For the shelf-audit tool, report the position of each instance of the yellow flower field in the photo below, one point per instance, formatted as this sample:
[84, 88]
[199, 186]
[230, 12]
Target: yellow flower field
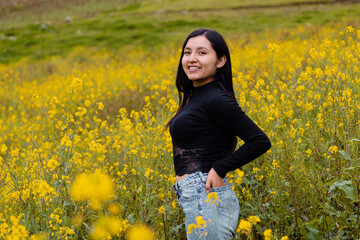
[84, 153]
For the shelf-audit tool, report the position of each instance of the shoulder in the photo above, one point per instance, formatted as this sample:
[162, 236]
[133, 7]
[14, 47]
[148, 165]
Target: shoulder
[218, 97]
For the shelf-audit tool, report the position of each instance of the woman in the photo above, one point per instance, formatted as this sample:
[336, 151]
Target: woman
[204, 132]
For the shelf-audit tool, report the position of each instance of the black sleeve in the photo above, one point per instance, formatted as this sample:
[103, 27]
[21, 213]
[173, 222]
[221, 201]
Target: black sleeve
[226, 112]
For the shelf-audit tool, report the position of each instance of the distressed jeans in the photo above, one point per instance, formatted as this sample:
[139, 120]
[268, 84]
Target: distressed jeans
[221, 216]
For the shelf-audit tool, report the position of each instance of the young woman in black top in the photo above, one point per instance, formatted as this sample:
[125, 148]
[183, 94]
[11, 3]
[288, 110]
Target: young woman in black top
[204, 131]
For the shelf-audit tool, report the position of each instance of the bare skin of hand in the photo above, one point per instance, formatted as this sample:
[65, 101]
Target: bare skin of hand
+ + + + + + +
* PROBLEM TO WORK ON *
For this exercise, find all lines in the records containing the word "hand" and copy them.

* WRITTEN RESPONSE *
For the shelf-audit tool, report the position of each instance of the bare skin of hand in the photo above, one point per instance, formatted as this sample:
Target: bare skin of hand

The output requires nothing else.